(EXTRACT TO READ):
When it Comes to Systems and Processes, We Reap What We Sow
As an industry veteran for over two decades now, I have seen that paying attention to the little details in everything you do can make the biggest difference.
The trick is to do this without bogging down the process. Our industry is changing so fast that you can’t always take the time to make sure everything is perfect before moving forward.
That is where systems come into play. You need to have systems for every area of your operation that are written down, communicated up and down the ladder, and followed regularly. If you waiver on this structure, you set yourself up for a greater chance of failure somewhere along the line. Rules which are not followed regularly are not rules, they are suggestions. If you go around the rule a lot, change the rule. Same with systems – systems which are not followed are worthless.
Take for example how our industry focused everything on membership sales in the 1990s. As a matter of fact, it would have been very hard for you to find a general manager at any club without a strong background in sales.
Back then, it was all about sales. Our industry cared little about retention and attrition because there was little competition and plenty of potential members to go through. Because of its importance, systems were put into place for this sales process. All details were laid out on how many phone calls had to be done each day, scripts for the calls, how to handle a tour, how to follow up on a tour, etc.

(RECORD EXTRACTS):
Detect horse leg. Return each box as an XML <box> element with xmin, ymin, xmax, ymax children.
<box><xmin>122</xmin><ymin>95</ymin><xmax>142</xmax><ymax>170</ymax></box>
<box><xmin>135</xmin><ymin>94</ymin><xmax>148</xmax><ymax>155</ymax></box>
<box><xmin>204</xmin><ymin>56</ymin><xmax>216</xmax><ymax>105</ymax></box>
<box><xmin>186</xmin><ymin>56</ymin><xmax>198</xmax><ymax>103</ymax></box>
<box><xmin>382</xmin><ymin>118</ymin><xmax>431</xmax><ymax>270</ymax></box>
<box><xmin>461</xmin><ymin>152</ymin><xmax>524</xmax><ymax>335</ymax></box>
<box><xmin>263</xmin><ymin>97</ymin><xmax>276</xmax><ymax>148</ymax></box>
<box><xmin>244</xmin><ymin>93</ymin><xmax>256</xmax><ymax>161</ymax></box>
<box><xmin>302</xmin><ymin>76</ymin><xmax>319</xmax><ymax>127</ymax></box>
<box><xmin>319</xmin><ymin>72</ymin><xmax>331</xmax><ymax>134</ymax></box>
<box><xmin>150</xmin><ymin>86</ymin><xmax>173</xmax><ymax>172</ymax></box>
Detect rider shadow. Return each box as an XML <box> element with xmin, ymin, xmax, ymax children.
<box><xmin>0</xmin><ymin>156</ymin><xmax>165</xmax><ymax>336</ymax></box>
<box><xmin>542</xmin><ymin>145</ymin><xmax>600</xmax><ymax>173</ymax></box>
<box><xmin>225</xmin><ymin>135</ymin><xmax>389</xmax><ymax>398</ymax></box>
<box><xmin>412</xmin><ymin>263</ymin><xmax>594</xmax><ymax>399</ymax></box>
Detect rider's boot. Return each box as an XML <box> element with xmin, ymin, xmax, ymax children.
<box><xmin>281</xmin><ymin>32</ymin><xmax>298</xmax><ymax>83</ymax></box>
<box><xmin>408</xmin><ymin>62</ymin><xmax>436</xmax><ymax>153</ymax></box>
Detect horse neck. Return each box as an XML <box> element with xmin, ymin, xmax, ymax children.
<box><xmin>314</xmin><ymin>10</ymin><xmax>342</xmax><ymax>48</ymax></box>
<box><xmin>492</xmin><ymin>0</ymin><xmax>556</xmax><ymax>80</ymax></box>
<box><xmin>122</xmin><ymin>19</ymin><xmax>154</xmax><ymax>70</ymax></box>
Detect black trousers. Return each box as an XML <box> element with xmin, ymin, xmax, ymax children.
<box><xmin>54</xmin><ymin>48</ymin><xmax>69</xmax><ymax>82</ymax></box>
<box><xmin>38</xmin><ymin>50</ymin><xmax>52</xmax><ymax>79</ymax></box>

(TRY IT):
Please continue the article on systems and processes in the club industry from its last sentence.

(RESPONSE TO THIS EXERCISE):
The problem was that when sales were not met, everything went out the window. You often heard, “Do whatever deal you can do to get that membership.” Some clubs still operate this way. At that time, membership sales was the only system most clubs had, and it was only followed when things were working. When sales were not being met, it changed to “Let’s make a deal.”
What happens next? Back then, a lot of these memberships turned into bad debt accounts or only stayed a very short time, proving to be worthless. A lot of effort was put into the short sale with little return. This is a very narrow approach to business success, and if the system would have been complete and a little thought would have been put into the entire process, most would have seen that this approach was short sighted and would not last.
All areas of your business need complete systems to be put into place so that your team can operate your model the way you want it to be done in almost all scenarios. Most companies still have the sales process systemized along with the hiring process, accounting process, and processes in other departments such as fitness, front desk, cafes, maintenance, housekeeping, etc.
One area I feel needs a little more attention for most clubs are systems for safety and security. It is not the most exciting part of our businesses, but it is very important, especially when the time comes to put it into action. This effort can prevent injuries, club downtime, and even save money on staffing, insurance rates and legal fees. Once again, a little attention to details can go a long way.
In this safety and security system, you need to focus on prevention along with safeguards that all employees need to be aware of and adhere to, in addition to the process to correct when something occurs.
All departments will have their guidelines, but don’t forget about the entire club. At our club, our MODs do rounds throughout the entire club (inside and out) every two hours to ensure all is safe, secure and staffed properly (the 3 S’s). This is just an extra step because department managers and supervisors are watching their areas at all times.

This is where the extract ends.